[Collected data entries]
-- BEGIN --

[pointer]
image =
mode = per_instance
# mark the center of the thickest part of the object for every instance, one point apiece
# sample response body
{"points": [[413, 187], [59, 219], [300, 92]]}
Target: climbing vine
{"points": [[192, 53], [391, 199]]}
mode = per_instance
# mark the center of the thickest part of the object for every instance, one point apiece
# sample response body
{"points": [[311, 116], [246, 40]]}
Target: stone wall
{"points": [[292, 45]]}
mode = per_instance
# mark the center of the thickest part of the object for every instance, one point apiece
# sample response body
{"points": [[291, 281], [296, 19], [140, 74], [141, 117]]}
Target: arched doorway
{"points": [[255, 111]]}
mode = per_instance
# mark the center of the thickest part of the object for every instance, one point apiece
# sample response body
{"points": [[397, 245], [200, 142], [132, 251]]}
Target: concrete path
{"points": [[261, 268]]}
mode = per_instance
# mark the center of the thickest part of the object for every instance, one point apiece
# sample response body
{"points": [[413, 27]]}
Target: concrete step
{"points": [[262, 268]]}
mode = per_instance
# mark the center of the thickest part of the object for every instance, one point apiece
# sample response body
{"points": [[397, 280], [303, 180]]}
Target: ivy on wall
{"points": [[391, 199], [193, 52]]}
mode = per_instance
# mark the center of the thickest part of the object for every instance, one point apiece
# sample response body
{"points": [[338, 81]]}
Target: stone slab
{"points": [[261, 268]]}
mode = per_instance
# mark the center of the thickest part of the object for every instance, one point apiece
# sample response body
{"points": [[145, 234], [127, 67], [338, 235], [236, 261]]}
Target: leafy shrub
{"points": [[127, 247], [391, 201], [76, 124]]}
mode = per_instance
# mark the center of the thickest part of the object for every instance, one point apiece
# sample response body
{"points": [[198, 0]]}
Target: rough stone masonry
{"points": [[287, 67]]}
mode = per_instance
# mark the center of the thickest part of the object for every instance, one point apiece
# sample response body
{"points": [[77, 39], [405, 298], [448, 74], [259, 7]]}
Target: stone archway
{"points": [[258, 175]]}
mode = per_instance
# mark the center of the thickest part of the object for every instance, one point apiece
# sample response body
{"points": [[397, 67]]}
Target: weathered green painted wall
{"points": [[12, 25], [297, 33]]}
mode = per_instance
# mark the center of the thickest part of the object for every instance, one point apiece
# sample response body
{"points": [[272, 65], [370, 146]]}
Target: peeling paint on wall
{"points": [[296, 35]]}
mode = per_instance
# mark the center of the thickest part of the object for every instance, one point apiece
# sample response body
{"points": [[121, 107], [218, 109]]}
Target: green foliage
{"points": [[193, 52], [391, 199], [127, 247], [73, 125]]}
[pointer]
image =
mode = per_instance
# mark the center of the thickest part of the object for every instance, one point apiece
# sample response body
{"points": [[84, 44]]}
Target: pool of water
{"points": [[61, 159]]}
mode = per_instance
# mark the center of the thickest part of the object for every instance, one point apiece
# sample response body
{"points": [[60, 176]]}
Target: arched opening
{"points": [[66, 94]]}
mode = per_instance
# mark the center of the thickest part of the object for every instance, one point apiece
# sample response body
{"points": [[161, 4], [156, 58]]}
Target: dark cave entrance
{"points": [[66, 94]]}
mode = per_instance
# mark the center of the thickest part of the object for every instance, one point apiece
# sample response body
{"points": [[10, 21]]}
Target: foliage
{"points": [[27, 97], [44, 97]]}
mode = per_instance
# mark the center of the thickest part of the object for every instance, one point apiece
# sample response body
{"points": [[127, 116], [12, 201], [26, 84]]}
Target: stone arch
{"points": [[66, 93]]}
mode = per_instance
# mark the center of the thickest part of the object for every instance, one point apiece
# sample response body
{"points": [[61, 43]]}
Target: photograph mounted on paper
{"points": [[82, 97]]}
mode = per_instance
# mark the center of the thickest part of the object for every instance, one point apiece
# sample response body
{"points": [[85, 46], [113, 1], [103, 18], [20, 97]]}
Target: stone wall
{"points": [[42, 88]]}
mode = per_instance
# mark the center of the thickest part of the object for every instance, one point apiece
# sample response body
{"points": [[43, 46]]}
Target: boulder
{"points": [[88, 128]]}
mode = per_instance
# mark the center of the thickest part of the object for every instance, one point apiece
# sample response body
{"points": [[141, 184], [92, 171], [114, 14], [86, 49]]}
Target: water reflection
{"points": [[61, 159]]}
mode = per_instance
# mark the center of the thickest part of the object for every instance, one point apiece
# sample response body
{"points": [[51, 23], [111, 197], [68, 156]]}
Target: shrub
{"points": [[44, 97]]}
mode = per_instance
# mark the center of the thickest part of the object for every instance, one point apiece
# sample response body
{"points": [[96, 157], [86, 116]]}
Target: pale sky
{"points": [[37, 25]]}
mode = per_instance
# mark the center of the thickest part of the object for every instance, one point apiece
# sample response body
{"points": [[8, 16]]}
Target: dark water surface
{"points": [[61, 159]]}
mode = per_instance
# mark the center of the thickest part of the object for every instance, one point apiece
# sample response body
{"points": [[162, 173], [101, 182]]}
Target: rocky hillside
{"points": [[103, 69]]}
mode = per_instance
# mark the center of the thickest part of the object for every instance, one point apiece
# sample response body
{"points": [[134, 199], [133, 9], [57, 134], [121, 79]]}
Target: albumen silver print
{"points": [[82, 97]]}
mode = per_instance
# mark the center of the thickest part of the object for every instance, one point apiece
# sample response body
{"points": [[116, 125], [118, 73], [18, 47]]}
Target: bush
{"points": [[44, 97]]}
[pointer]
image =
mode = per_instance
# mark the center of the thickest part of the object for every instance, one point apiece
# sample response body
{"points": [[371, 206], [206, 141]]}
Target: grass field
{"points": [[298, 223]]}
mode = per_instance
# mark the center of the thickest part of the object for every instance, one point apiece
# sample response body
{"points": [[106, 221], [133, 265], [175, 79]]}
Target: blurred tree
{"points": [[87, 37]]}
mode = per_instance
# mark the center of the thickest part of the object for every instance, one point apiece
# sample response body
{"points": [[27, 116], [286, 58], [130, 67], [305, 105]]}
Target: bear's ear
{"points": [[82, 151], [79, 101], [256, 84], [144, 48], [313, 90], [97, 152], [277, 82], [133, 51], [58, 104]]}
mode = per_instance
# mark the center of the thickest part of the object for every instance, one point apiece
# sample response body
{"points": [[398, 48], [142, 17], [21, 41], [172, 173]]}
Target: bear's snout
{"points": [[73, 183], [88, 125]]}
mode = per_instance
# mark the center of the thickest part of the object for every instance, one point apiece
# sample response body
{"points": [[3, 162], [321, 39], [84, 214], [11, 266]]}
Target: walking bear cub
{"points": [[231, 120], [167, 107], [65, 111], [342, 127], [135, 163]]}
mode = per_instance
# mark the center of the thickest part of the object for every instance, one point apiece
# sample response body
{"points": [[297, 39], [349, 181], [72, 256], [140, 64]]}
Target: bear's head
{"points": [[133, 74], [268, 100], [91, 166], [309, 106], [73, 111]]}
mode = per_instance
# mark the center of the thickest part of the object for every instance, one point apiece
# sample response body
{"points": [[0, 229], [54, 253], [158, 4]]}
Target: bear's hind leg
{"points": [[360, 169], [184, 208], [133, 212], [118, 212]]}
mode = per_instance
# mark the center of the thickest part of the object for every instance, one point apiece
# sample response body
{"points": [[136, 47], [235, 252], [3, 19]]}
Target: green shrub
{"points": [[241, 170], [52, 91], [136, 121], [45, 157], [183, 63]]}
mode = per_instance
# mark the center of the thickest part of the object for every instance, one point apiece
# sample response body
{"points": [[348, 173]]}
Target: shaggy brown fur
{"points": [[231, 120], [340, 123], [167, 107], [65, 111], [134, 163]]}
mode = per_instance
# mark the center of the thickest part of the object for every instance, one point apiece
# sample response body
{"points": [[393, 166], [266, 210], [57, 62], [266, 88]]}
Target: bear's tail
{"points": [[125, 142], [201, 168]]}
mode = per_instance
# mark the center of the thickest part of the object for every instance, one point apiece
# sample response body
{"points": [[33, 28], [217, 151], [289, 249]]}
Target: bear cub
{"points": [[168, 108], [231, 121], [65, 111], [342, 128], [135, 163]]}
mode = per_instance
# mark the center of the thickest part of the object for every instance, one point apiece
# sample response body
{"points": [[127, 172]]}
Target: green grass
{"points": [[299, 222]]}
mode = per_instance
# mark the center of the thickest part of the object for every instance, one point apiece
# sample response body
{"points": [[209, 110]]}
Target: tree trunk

-- END --

What to do.
Return every line from the material above that contains the word "tree", treating uppercase and lowercase as distinct.

Response.
Target: blurred tree
Target: tree trunk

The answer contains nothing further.